Show every line in the listing below that contains the word "door".

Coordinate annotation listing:
****************************************

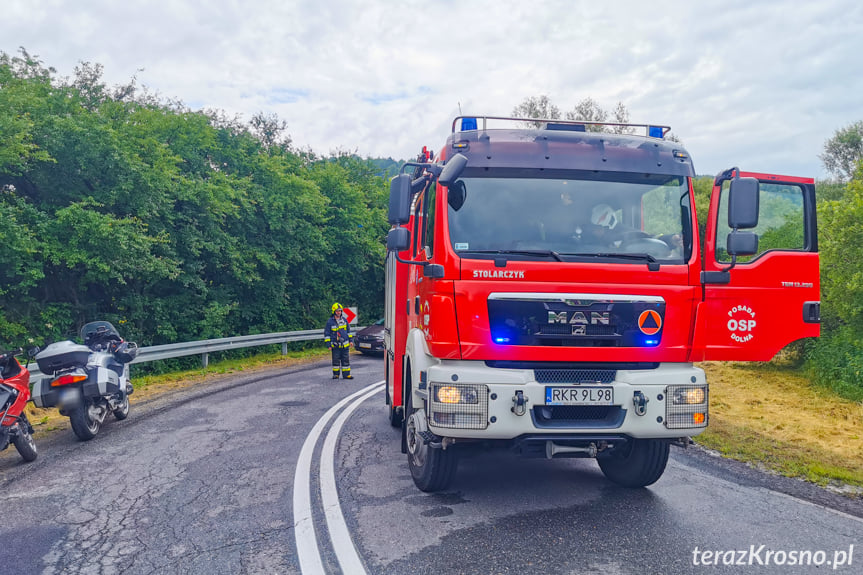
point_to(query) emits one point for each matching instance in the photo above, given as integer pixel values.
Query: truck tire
(84, 425)
(641, 463)
(24, 441)
(432, 469)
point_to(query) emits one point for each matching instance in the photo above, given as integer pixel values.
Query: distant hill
(386, 167)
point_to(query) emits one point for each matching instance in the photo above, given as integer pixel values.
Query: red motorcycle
(14, 395)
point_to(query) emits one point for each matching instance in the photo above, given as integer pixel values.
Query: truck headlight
(460, 406)
(456, 394)
(686, 406)
(688, 395)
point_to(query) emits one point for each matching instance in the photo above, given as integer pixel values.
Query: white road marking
(308, 553)
(343, 544)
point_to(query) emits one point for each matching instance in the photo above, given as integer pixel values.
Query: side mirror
(743, 203)
(452, 169)
(398, 239)
(456, 195)
(400, 200)
(433, 271)
(741, 243)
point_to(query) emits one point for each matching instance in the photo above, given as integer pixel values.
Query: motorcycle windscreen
(5, 397)
(771, 298)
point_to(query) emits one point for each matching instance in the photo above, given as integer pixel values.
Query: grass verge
(774, 418)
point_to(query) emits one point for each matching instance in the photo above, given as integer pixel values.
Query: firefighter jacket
(337, 333)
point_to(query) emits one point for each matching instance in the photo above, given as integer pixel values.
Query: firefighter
(338, 336)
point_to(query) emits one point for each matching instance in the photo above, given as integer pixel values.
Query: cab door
(753, 307)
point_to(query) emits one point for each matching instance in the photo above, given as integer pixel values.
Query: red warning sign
(350, 314)
(649, 322)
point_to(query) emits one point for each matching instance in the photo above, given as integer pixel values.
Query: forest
(177, 224)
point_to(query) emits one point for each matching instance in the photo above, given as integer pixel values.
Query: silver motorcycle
(86, 382)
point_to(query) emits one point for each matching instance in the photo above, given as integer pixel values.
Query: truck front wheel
(639, 464)
(432, 469)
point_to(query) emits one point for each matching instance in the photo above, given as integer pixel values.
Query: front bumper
(509, 403)
(369, 345)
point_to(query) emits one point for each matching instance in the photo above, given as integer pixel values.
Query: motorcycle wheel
(84, 425)
(24, 442)
(122, 412)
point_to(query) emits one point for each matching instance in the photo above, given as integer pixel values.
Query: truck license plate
(579, 395)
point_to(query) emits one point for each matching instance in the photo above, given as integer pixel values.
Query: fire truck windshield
(570, 214)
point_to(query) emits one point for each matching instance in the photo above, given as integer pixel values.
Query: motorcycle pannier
(61, 355)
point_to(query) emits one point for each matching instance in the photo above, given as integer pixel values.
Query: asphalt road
(235, 476)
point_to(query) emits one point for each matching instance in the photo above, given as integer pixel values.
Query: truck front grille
(575, 375)
(577, 416)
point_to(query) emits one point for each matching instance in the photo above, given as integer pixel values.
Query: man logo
(580, 318)
(649, 322)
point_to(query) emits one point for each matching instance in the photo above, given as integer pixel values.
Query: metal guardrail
(207, 346)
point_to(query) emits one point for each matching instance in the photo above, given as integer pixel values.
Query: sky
(760, 85)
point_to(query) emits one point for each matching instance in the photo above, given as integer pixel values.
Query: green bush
(835, 361)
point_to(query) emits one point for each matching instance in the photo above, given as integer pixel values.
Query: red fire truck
(548, 292)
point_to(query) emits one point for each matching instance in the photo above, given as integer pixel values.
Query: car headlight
(452, 394)
(686, 407)
(688, 395)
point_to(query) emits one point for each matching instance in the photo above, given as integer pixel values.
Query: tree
(844, 151)
(536, 107)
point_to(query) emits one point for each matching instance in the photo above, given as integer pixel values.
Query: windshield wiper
(540, 253)
(641, 257)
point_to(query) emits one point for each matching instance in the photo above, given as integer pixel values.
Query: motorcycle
(87, 381)
(14, 395)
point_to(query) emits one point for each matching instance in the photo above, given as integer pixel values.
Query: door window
(781, 220)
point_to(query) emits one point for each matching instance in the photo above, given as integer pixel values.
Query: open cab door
(760, 275)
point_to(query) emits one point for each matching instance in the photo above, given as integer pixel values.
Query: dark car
(370, 340)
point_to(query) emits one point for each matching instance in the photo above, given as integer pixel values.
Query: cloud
(761, 85)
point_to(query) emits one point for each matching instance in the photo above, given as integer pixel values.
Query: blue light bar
(468, 124)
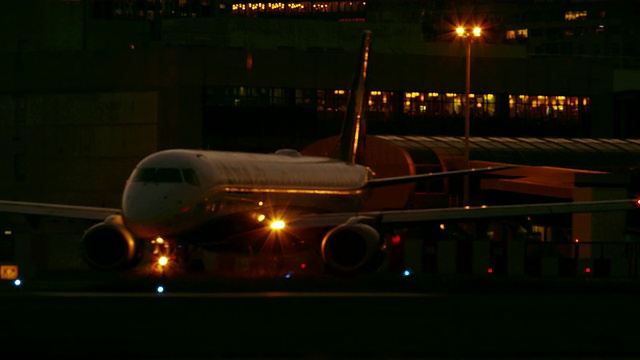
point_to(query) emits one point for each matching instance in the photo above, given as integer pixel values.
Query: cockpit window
(167, 175)
(190, 177)
(158, 175)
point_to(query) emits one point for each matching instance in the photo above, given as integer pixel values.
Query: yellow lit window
(575, 15)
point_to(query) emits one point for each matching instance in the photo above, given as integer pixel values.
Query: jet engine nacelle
(352, 247)
(110, 246)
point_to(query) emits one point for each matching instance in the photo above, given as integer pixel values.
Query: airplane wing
(431, 176)
(70, 211)
(476, 212)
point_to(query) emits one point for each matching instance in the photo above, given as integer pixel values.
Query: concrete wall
(74, 148)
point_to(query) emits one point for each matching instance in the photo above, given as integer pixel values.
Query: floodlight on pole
(468, 35)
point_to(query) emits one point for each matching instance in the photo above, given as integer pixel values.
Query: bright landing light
(277, 225)
(163, 260)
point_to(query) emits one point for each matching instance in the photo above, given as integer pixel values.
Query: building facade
(91, 87)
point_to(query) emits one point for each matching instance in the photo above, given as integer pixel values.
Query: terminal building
(92, 86)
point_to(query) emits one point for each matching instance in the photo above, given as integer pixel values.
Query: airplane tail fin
(351, 142)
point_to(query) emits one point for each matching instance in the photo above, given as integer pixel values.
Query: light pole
(467, 35)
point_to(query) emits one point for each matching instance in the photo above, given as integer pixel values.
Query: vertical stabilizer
(352, 136)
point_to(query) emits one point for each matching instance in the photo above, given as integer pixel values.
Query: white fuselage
(174, 191)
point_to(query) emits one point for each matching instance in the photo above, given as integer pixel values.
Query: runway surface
(404, 318)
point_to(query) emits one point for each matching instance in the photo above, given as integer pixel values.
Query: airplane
(223, 200)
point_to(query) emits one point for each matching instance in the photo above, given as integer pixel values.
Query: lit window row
(299, 7)
(575, 15)
(520, 34)
(384, 104)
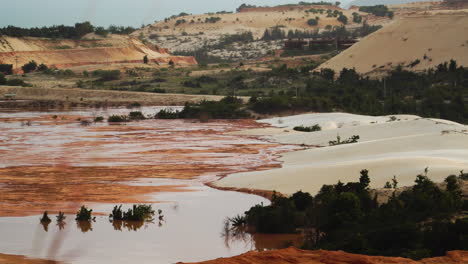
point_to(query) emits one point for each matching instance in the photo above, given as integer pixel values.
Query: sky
(32, 13)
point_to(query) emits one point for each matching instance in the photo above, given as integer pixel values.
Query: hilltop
(417, 42)
(241, 35)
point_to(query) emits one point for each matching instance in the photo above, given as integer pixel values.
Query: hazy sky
(29, 13)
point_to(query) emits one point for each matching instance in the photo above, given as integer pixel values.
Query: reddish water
(49, 161)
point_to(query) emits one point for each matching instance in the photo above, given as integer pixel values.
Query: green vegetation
(136, 116)
(338, 141)
(45, 218)
(29, 67)
(168, 114)
(61, 217)
(13, 82)
(313, 128)
(227, 108)
(212, 19)
(117, 119)
(84, 214)
(312, 22)
(377, 10)
(357, 18)
(106, 75)
(6, 69)
(136, 213)
(64, 32)
(343, 19)
(439, 93)
(420, 222)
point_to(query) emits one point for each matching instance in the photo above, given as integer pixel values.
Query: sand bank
(401, 145)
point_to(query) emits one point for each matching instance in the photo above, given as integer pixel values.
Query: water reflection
(84, 226)
(45, 225)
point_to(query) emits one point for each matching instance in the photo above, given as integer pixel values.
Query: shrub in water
(84, 214)
(313, 128)
(116, 119)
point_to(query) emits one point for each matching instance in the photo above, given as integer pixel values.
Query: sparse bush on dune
(116, 119)
(421, 221)
(45, 218)
(338, 141)
(136, 213)
(313, 128)
(84, 214)
(136, 115)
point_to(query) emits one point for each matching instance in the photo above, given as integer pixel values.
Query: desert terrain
(206, 142)
(403, 148)
(410, 43)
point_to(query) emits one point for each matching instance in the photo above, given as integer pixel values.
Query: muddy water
(50, 161)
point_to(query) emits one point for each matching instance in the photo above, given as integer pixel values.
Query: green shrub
(107, 75)
(61, 217)
(313, 128)
(45, 218)
(136, 213)
(2, 79)
(29, 67)
(18, 82)
(168, 114)
(228, 108)
(136, 115)
(312, 22)
(84, 214)
(338, 141)
(6, 69)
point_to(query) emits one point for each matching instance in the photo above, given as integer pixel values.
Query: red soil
(296, 256)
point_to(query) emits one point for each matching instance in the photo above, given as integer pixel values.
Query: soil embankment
(72, 53)
(31, 96)
(296, 256)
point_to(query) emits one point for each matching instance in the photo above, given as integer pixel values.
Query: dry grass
(83, 96)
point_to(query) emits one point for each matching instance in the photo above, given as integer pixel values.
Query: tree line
(423, 221)
(65, 32)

****************************************

**RESPONSE TO THE TASK**:
Query: cab door
Query: door window
Query: open cab door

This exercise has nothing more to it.